TASK STATEMENT: Given the material below, output exactly the lines from the line with "find | cyclist's leg" to the line with "find | bicycle handlebar", both ends included, and no other lines.

RECORDS SHOWN:
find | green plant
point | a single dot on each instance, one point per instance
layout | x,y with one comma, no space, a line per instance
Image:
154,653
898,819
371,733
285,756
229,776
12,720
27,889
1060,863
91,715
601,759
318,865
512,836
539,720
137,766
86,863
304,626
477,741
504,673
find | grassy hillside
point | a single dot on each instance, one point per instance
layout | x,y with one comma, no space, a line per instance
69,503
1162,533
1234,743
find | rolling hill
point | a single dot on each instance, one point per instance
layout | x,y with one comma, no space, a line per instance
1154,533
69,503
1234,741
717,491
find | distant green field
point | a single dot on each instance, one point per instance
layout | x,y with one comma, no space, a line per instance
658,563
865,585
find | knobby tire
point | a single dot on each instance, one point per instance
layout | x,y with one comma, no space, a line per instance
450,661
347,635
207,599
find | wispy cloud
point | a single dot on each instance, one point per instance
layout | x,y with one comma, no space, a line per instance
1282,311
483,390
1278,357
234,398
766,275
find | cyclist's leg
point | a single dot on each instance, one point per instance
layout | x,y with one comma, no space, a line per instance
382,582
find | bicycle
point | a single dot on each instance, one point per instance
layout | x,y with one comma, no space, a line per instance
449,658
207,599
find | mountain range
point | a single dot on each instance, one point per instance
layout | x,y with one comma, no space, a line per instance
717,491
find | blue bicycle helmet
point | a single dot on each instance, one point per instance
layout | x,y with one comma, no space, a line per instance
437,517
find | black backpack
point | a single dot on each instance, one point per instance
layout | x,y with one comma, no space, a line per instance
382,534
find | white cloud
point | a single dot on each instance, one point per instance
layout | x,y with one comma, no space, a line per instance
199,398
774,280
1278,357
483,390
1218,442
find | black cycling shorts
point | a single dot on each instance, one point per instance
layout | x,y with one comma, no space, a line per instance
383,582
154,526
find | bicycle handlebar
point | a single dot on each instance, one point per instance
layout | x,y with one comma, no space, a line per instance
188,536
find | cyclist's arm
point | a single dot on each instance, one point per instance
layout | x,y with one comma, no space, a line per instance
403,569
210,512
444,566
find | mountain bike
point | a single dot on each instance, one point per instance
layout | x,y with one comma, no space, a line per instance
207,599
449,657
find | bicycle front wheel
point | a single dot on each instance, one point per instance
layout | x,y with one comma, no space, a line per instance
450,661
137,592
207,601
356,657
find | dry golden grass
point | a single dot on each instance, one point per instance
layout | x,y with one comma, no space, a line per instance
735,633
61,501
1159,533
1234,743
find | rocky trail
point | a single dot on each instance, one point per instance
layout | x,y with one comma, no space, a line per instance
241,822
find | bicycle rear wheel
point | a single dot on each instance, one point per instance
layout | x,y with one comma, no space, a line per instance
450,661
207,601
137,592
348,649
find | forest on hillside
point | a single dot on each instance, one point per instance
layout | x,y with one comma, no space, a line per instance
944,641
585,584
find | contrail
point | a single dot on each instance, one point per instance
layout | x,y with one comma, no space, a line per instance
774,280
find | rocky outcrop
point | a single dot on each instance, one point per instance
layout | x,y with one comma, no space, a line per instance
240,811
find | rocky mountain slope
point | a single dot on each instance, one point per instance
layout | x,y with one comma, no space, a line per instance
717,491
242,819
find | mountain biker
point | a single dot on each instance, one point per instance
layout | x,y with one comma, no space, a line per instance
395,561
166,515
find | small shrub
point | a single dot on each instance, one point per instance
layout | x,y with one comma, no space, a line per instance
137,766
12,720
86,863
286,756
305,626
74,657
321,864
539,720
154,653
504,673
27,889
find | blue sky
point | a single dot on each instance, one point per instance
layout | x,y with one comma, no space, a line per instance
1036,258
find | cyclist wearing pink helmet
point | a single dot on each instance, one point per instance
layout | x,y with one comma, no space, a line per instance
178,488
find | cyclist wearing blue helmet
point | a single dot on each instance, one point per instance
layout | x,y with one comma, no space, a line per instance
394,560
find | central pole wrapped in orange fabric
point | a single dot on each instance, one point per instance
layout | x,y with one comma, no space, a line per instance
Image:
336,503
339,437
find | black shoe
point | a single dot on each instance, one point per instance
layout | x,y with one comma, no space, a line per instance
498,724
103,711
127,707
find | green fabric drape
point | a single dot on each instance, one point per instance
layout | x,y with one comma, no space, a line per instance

SOLUTION:
find | cyclist's leg
point | a single dot on each instance, one point per instance
layout | x,y with one comma, no space, a line per instance
382,582
find | bicycle
point | a single dot on each instance, one point per instance
layout | x,y with one comma, no space, a line per instance
449,658
207,599
find | mountain range
point | a single dot on each instance, one point per instance
layout | x,y with one comma, no space, a line per instance
717,491
find | blue bicycle helmet
point | a single dot on each instance, one point per instance
layout | x,y with one comma, no space, a line per instance
437,517
find | black backpack
point | a single dot on each instance, one point per instance
layout | x,y with one comma, no space, a line per instance
382,534
find | white cloud
point | a single dot on each instance, one point per instance
layout | x,y with one comma, no space, a line per instance
199,398
774,280
1278,357
483,390
1218,442
find | black cycling shorts
point | a single dot on each instance, one point per instance
layout | x,y with one comma, no space, a line per instance
383,582
154,526
find | bicycle handlebar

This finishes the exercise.